EXERCISE DIRECTIONS -
Copy the listing from its first line through the line containing "0L4 0L4 14L7", switching every "nacelle" to "cowling" and changing nothing else. Leave the pictures out.

ITEMS -
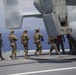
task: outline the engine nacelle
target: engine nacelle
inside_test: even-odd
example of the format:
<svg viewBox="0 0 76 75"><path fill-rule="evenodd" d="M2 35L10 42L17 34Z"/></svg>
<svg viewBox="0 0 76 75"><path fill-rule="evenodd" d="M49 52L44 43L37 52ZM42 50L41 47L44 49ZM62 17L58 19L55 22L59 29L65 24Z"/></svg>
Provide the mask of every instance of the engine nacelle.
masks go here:
<svg viewBox="0 0 76 75"><path fill-rule="evenodd" d="M34 4L43 16L49 37L70 32L66 0L35 0Z"/></svg>
<svg viewBox="0 0 76 75"><path fill-rule="evenodd" d="M18 0L4 0L4 14L7 28L22 26L23 15Z"/></svg>

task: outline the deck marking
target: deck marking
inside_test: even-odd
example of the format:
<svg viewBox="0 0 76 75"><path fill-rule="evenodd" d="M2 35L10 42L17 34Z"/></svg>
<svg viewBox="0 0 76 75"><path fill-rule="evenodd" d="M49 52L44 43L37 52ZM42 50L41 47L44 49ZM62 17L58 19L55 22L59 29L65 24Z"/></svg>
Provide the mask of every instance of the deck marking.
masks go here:
<svg viewBox="0 0 76 75"><path fill-rule="evenodd" d="M42 70L42 71L32 71L32 72L16 73L16 74L9 74L9 75L29 75L29 74L36 74L36 73L45 73L45 72L54 72L54 71L72 70L72 69L76 69L76 67L50 69L50 70Z"/></svg>

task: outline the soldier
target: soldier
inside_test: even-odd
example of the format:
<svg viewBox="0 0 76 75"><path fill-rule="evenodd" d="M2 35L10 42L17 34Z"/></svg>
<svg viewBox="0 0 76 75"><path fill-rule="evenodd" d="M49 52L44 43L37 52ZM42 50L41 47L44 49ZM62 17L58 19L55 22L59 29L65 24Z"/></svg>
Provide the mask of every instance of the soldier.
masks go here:
<svg viewBox="0 0 76 75"><path fill-rule="evenodd" d="M3 56L2 56L2 51L1 48L3 46L3 41L2 41L2 37L1 37L1 33L0 33L0 60L4 60ZM4 46L3 46L4 47Z"/></svg>
<svg viewBox="0 0 76 75"><path fill-rule="evenodd" d="M71 53L72 53L72 49L73 49L72 37L70 36L70 34L67 34L66 37L67 37L67 39L68 39L69 48L70 48L69 54L71 54Z"/></svg>
<svg viewBox="0 0 76 75"><path fill-rule="evenodd" d="M21 44L23 44L23 47L25 48L24 52L25 52L25 58L28 57L28 40L29 40L29 36L27 35L27 30L24 30L23 34L21 35Z"/></svg>
<svg viewBox="0 0 76 75"><path fill-rule="evenodd" d="M14 35L14 31L11 30L10 31L10 35L9 35L9 41L10 41L10 46L12 47L12 53L10 55L10 57L13 59L13 55L14 55L14 59L16 59L16 50L17 50L17 45L16 45L16 41L18 40L18 38Z"/></svg>
<svg viewBox="0 0 76 75"><path fill-rule="evenodd" d="M55 51L56 51L56 53L57 54L60 54L60 52L58 51L58 49L57 49L57 45L56 45L56 43L54 42L54 37L51 37L51 38L49 38L48 40L48 44L51 44L51 49L50 49L50 52L49 52L49 55L51 55L52 54L52 51L55 49Z"/></svg>
<svg viewBox="0 0 76 75"><path fill-rule="evenodd" d="M38 51L39 51L39 55L42 54L42 45L41 45L41 41L44 41L43 39L43 35L39 32L39 28L35 29L35 34L34 34L34 43L36 44L36 51L35 51L35 55L37 55Z"/></svg>
<svg viewBox="0 0 76 75"><path fill-rule="evenodd" d="M65 42L65 38L63 35L57 36L57 48L60 51L60 45L63 51L63 54L65 54L65 50L64 50L64 43Z"/></svg>

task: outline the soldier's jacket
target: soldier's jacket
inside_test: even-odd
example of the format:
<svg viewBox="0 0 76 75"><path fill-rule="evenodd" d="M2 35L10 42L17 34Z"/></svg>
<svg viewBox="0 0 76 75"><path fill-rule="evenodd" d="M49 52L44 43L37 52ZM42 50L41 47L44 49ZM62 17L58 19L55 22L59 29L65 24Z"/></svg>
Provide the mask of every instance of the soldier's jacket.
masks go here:
<svg viewBox="0 0 76 75"><path fill-rule="evenodd" d="M11 46L16 46L16 43L15 43L15 41L17 41L18 40L18 38L14 35L14 34L10 34L9 35L9 41L11 42Z"/></svg>
<svg viewBox="0 0 76 75"><path fill-rule="evenodd" d="M35 33L33 38L34 38L34 41L37 41L37 40L42 41L43 35L41 33Z"/></svg>
<svg viewBox="0 0 76 75"><path fill-rule="evenodd" d="M2 47L3 46L3 41L2 41L2 38L0 37L0 47Z"/></svg>
<svg viewBox="0 0 76 75"><path fill-rule="evenodd" d="M28 44L29 36L27 34L22 34L21 35L21 43L22 44Z"/></svg>

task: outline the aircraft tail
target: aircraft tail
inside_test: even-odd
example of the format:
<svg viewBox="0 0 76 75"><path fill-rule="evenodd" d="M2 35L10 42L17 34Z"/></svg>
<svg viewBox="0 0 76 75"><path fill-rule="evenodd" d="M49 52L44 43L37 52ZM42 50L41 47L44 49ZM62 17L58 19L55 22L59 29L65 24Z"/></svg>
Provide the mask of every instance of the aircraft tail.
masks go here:
<svg viewBox="0 0 76 75"><path fill-rule="evenodd" d="M3 0L5 24L9 29L21 28L23 15L18 0Z"/></svg>

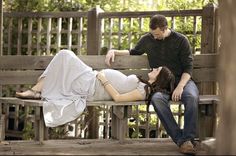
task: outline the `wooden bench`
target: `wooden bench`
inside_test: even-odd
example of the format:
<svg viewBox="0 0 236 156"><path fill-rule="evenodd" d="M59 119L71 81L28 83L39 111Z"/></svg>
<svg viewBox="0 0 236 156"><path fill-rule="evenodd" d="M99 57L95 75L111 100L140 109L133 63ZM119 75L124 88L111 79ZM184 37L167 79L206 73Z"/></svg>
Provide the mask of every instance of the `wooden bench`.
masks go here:
<svg viewBox="0 0 236 156"><path fill-rule="evenodd" d="M216 80L216 55L202 54L194 56L194 71L193 78L196 83L201 82L217 82ZM5 125L9 118L7 108L9 105L14 106L31 106L34 107L34 131L35 140L43 141L47 139L47 128L43 120L43 101L41 100L22 100L11 97L4 97L2 88L7 85L25 85L35 84L37 78L45 70L53 56L0 56L0 89L1 97L1 123L0 135L1 140L5 138ZM86 64L93 67L93 69L100 70L107 68L104 63L104 56L79 56ZM118 69L125 74L137 74L147 78L148 61L146 56L118 56L112 68ZM217 95L200 95L199 101L199 138L204 138L204 132L209 126L205 122L205 117L209 115L209 108L213 110L210 115L215 119L215 104L219 101ZM137 102L121 102L115 103L113 101L94 101L88 102L87 106L109 105L112 106L112 138L124 141L127 131L127 118L130 113L129 106L144 104L144 101ZM176 103L175 103L176 104ZM178 103L177 103L178 104ZM215 121L211 127L215 127Z"/></svg>

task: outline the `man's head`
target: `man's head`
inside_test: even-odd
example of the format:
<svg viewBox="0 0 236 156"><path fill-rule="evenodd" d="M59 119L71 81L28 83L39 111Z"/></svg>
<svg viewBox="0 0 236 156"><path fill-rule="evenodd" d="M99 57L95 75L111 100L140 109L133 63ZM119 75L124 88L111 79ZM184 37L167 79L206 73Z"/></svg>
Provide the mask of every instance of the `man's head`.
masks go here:
<svg viewBox="0 0 236 156"><path fill-rule="evenodd" d="M154 15L149 23L151 34L155 39L163 39L166 37L166 30L168 28L168 22L164 15Z"/></svg>

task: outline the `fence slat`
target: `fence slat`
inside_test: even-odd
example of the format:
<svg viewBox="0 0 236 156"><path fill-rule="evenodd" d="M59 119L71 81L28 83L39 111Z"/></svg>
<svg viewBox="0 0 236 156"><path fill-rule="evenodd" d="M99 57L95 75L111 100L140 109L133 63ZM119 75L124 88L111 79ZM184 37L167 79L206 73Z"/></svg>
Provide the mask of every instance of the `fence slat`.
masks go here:
<svg viewBox="0 0 236 156"><path fill-rule="evenodd" d="M57 51L61 48L61 26L62 26L62 18L57 19Z"/></svg>
<svg viewBox="0 0 236 156"><path fill-rule="evenodd" d="M9 19L9 24L8 24L8 39L7 39L7 54L11 55L12 51L12 23L13 23L13 18Z"/></svg>
<svg viewBox="0 0 236 156"><path fill-rule="evenodd" d="M52 18L48 18L47 20L47 49L46 54L50 55L51 49L51 25L52 25Z"/></svg>
<svg viewBox="0 0 236 156"><path fill-rule="evenodd" d="M71 45L72 45L72 35L71 35L71 31L72 31L72 23L73 23L73 18L69 18L69 22L68 22L68 32L67 32L67 48L69 50L71 50Z"/></svg>
<svg viewBox="0 0 236 156"><path fill-rule="evenodd" d="M32 18L28 19L28 55L32 54Z"/></svg>
<svg viewBox="0 0 236 156"><path fill-rule="evenodd" d="M17 31L17 55L21 55L22 44L22 18L18 19L18 31Z"/></svg>
<svg viewBox="0 0 236 156"><path fill-rule="evenodd" d="M37 25L37 55L41 54L41 48L40 48L40 43L41 43L41 31L42 31L42 18L38 19L38 25Z"/></svg>
<svg viewBox="0 0 236 156"><path fill-rule="evenodd" d="M133 29L133 18L129 18L129 30ZM132 31L129 31L128 33L128 43L129 43L129 49L132 48Z"/></svg>
<svg viewBox="0 0 236 156"><path fill-rule="evenodd" d="M78 18L78 42L77 42L77 55L81 55L82 48L82 33L83 33L83 18Z"/></svg>

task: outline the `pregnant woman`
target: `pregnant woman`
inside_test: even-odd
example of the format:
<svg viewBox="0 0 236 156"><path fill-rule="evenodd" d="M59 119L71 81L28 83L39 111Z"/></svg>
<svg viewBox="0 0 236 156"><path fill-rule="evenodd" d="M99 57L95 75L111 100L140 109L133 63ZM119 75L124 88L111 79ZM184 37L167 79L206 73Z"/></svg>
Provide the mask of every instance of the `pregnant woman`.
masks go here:
<svg viewBox="0 0 236 156"><path fill-rule="evenodd" d="M74 52L60 50L31 89L16 92L23 99L42 99L47 127L56 127L78 118L86 101L115 102L146 100L157 92L171 94L174 76L167 67L148 73L149 80L126 76L113 69L93 70Z"/></svg>

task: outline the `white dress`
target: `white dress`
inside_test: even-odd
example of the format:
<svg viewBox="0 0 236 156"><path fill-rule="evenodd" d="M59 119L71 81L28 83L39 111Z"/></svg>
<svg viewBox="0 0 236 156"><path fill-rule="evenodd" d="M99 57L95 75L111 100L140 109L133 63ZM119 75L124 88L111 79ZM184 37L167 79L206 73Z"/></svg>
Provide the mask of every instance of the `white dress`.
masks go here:
<svg viewBox="0 0 236 156"><path fill-rule="evenodd" d="M126 76L112 69L105 69L104 73L119 93L137 88L145 97L144 84L135 75ZM44 77L41 95L47 127L75 120L84 111L86 101L112 99L96 74L97 71L92 70L70 50L61 50L54 56L40 76Z"/></svg>

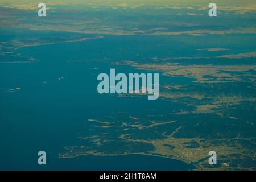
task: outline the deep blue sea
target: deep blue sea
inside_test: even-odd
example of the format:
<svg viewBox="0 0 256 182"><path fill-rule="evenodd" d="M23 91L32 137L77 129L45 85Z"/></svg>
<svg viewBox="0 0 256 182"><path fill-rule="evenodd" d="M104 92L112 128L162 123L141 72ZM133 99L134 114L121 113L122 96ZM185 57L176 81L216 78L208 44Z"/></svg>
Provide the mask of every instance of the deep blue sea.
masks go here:
<svg viewBox="0 0 256 182"><path fill-rule="evenodd" d="M123 110L143 114L146 109L175 107L162 100L148 102L146 98L119 98L97 93L97 76L100 73L109 73L110 68L125 73L139 72L131 67L110 64L137 57L135 51L126 53L122 49L125 45L122 47L118 42L110 44L110 41L93 39L24 47L16 53L39 61L0 65L0 169L193 168L177 160L142 155L58 158L59 154L65 151L64 147L81 144L77 137L88 119ZM130 46L129 43L126 46ZM15 92L10 93L9 89ZM46 166L38 164L40 150L46 152Z"/></svg>

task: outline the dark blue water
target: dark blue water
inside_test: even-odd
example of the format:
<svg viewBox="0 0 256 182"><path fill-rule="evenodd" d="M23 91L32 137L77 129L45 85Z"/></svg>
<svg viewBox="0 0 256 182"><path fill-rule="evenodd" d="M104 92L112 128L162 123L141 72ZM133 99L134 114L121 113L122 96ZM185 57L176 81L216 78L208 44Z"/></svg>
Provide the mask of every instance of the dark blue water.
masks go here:
<svg viewBox="0 0 256 182"><path fill-rule="evenodd" d="M40 61L0 65L0 169L192 169L191 165L179 160L141 155L57 158L65 151L64 147L81 144L77 137L89 118L103 118L123 109L143 114L156 106L175 107L161 100L148 102L146 98L99 94L98 73L115 68L126 73L138 71L112 65L108 61L67 61L105 57L97 49L92 53L90 43L93 44L84 42L24 48L18 52ZM16 88L20 90L6 92ZM40 150L47 153L45 166L37 163Z"/></svg>

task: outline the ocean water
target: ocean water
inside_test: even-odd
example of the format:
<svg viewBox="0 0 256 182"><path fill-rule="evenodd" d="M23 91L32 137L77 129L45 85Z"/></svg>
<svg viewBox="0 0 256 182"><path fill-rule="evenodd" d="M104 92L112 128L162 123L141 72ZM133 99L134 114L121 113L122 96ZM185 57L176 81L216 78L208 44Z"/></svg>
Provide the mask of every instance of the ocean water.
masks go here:
<svg viewBox="0 0 256 182"><path fill-rule="evenodd" d="M112 40L108 38L24 47L16 51L40 61L0 65L0 169L193 168L179 160L142 155L58 158L59 154L65 151L64 147L82 144L77 137L82 133L88 119L104 118L123 110L143 115L146 109L176 107L162 100L148 102L147 98L118 98L97 93L100 73L109 73L110 68L125 73L139 72L130 67L110 64L115 59L136 57L136 52L126 55L122 49L125 47L119 46L118 41L110 44ZM191 81L180 79L180 82ZM9 89L14 92L9 92ZM46 166L38 164L37 153L40 150L46 152Z"/></svg>

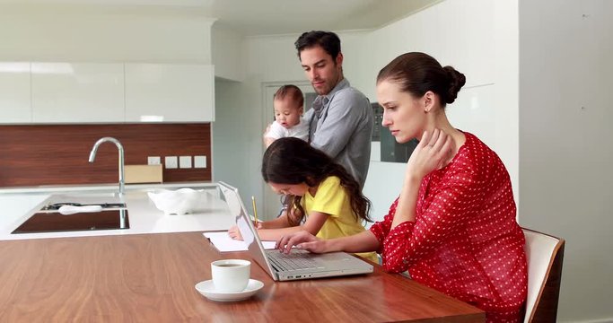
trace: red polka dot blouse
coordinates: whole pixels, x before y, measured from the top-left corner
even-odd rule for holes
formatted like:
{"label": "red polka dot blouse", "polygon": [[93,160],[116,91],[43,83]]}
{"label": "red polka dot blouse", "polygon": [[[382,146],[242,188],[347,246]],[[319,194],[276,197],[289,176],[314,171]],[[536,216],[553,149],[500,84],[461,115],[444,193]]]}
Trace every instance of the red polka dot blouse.
{"label": "red polka dot blouse", "polygon": [[464,134],[451,162],[422,180],[415,221],[390,230],[397,199],[371,231],[385,270],[408,270],[415,281],[484,310],[487,321],[517,321],[528,275],[511,180],[498,155]]}

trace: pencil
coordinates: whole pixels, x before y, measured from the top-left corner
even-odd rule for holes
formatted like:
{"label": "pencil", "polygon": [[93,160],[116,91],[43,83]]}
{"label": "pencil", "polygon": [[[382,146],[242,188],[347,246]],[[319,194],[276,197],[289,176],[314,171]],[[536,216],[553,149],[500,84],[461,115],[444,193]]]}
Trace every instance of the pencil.
{"label": "pencil", "polygon": [[256,196],[251,196],[251,202],[253,202],[253,218],[256,222],[256,227],[258,227],[258,208],[256,207]]}

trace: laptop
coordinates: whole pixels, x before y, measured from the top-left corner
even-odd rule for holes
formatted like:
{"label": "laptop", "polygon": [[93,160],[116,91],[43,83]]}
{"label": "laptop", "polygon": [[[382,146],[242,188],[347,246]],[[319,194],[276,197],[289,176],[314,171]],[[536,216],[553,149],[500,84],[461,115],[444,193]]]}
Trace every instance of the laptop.
{"label": "laptop", "polygon": [[345,252],[314,254],[293,249],[289,255],[276,249],[267,250],[241,199],[239,190],[219,182],[223,199],[247,243],[250,256],[276,281],[291,281],[372,273],[372,265]]}

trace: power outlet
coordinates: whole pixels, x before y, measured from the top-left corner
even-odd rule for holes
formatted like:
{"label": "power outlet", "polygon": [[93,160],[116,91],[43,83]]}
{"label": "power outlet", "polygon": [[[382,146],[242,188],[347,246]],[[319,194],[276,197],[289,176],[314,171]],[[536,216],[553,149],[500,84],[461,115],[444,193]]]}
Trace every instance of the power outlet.
{"label": "power outlet", "polygon": [[164,158],[164,165],[166,165],[167,169],[176,169],[178,167],[177,156],[166,156]]}
{"label": "power outlet", "polygon": [[194,156],[194,168],[206,168],[206,156]]}
{"label": "power outlet", "polygon": [[147,157],[147,165],[159,165],[162,163],[160,156],[149,156]]}
{"label": "power outlet", "polygon": [[179,168],[191,168],[191,156],[179,156]]}

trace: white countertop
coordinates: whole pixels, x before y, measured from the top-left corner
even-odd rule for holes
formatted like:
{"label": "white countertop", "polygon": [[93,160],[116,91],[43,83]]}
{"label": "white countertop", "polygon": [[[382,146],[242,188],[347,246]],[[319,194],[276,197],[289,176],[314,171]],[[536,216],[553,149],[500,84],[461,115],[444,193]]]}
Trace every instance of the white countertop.
{"label": "white countertop", "polygon": [[[166,215],[158,210],[153,203],[147,196],[146,192],[152,189],[165,188],[172,189],[176,188],[190,187],[194,188],[206,188],[210,191],[205,195],[207,207],[195,214],[184,215]],[[38,191],[29,190],[34,198],[36,205],[25,214],[15,212],[9,214],[0,214],[0,240],[22,240],[22,239],[42,239],[42,238],[64,238],[64,237],[84,237],[84,236],[103,236],[103,235],[121,235],[121,234],[142,234],[142,233],[161,233],[161,232],[182,232],[182,231],[204,231],[215,230],[227,230],[234,224],[234,219],[230,215],[227,205],[218,197],[216,184],[203,183],[195,185],[190,183],[175,183],[171,185],[147,185],[127,188],[126,194],[122,197],[113,196],[116,189],[109,190],[108,186],[101,187],[64,187],[54,188],[53,190]],[[69,189],[72,188],[72,189]],[[74,193],[75,189],[77,193]],[[101,190],[101,188],[104,188]],[[5,191],[4,191],[5,192]],[[40,192],[51,193],[43,195]],[[17,191],[11,192],[13,195],[23,196],[24,193]],[[26,195],[28,195],[26,194]],[[73,197],[78,196],[80,202],[118,202],[126,203],[127,207],[127,216],[129,229],[120,230],[97,230],[81,231],[60,231],[44,233],[18,233],[11,234],[15,228],[30,218],[34,213],[48,203],[54,203],[63,197],[60,195]],[[66,201],[66,200],[65,200]],[[98,203],[98,202],[94,202]],[[0,209],[1,210],[1,209]],[[2,212],[2,211],[0,211]],[[66,215],[70,216],[70,215]]]}

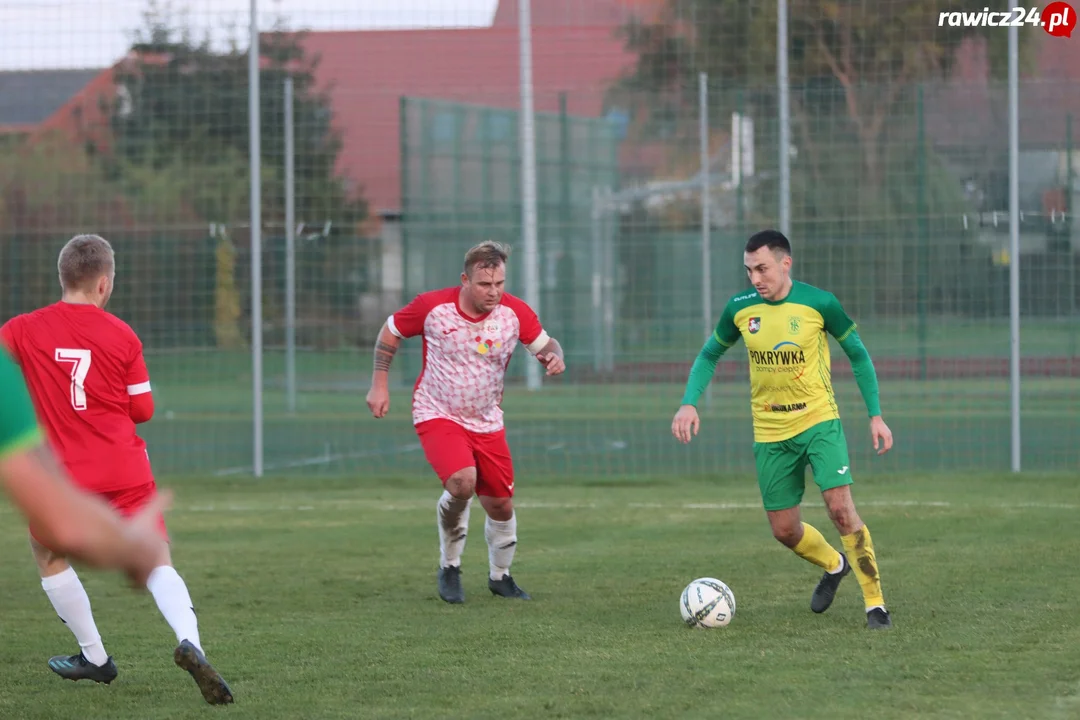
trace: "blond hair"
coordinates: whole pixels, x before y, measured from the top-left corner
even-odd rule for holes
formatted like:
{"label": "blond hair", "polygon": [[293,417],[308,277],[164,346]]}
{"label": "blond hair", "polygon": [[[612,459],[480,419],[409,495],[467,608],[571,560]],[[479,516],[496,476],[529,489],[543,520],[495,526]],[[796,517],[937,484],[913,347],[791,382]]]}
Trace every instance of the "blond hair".
{"label": "blond hair", "polygon": [[76,235],[64,245],[56,270],[65,290],[90,289],[102,275],[116,269],[112,245],[100,235]]}
{"label": "blond hair", "polygon": [[465,253],[465,274],[472,277],[472,272],[476,268],[498,268],[507,262],[510,257],[510,246],[494,241],[485,241],[478,245],[473,245]]}

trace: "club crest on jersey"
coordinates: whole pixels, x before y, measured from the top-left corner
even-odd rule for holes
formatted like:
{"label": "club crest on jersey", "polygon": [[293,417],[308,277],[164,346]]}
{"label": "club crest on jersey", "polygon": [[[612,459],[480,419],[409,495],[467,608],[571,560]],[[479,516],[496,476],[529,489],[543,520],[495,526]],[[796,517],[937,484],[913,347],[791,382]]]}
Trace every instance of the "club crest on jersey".
{"label": "club crest on jersey", "polygon": [[497,340],[485,340],[481,336],[476,336],[476,352],[481,355],[486,355],[491,351],[491,348],[501,348],[502,343]]}

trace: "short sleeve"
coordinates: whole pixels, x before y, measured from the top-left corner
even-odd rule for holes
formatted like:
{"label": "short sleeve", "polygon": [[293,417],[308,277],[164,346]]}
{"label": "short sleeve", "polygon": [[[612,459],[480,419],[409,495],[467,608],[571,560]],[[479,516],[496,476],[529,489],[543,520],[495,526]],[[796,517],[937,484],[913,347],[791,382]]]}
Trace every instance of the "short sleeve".
{"label": "short sleeve", "polygon": [[407,305],[387,318],[387,327],[399,338],[415,338],[423,334],[423,323],[431,312],[430,294],[421,293]]}
{"label": "short sleeve", "polygon": [[720,320],[716,323],[713,336],[725,348],[731,348],[739,342],[739,338],[742,336],[739,332],[739,326],[735,325],[735,310],[732,303],[729,302],[724,307],[724,312],[720,313]]}
{"label": "short sleeve", "polygon": [[517,337],[526,350],[536,355],[551,341],[551,337],[540,324],[540,317],[529,303],[516,297],[503,297],[503,302],[517,315],[519,330]]}
{"label": "short sleeve", "polygon": [[23,373],[4,350],[0,350],[0,458],[5,458],[33,447],[42,435]]}
{"label": "short sleeve", "polygon": [[825,322],[825,331],[836,338],[838,342],[842,342],[855,329],[855,321],[848,316],[840,301],[831,293],[825,296],[819,312]]}
{"label": "short sleeve", "polygon": [[19,317],[19,315],[12,317],[3,324],[3,327],[0,327],[0,342],[3,343],[3,347],[16,363],[18,363]]}
{"label": "short sleeve", "polygon": [[127,384],[129,395],[144,395],[150,392],[150,371],[146,367],[146,356],[143,354],[143,342],[132,331],[132,353],[127,362]]}

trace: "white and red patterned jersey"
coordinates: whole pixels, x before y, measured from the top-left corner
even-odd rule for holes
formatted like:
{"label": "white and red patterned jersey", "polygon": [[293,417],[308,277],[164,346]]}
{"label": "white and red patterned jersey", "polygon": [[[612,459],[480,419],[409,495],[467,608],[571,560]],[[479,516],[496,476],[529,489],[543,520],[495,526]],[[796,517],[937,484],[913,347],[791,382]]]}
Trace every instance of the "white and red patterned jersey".
{"label": "white and red patterned jersey", "polygon": [[531,308],[509,293],[480,317],[461,312],[461,286],[421,293],[387,320],[399,338],[423,336],[413,423],[453,420],[474,433],[502,430],[503,378],[521,340],[534,355],[550,338]]}

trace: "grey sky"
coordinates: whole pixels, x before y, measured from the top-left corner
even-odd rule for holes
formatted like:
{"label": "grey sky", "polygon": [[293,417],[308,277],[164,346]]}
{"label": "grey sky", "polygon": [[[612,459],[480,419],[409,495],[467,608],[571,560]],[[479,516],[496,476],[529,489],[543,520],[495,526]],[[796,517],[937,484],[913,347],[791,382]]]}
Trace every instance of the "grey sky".
{"label": "grey sky", "polygon": [[[246,37],[251,0],[159,0],[200,37]],[[498,0],[258,0],[260,26],[278,15],[294,28],[360,30],[475,27]],[[148,0],[0,0],[0,70],[105,67],[123,55]],[[211,10],[213,8],[213,10]]]}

COMPLETE ANSWER -
task: outline the engine cowling
target: engine cowling
inside_test: even-odd
example of the format:
<svg viewBox="0 0 76 75"><path fill-rule="evenodd" d="M2 35L10 42L17 34Z"/></svg>
<svg viewBox="0 0 76 75"><path fill-rule="evenodd" d="M49 52L44 43L37 52ZM42 50L41 47L44 49ZM62 17L58 19L55 22L59 29L65 24Z"/></svg>
Provide the mask of every instance of the engine cowling.
masks go here:
<svg viewBox="0 0 76 75"><path fill-rule="evenodd" d="M34 4L43 16L49 37L70 32L66 0L35 0Z"/></svg>
<svg viewBox="0 0 76 75"><path fill-rule="evenodd" d="M18 0L4 0L4 14L7 28L22 26L23 15Z"/></svg>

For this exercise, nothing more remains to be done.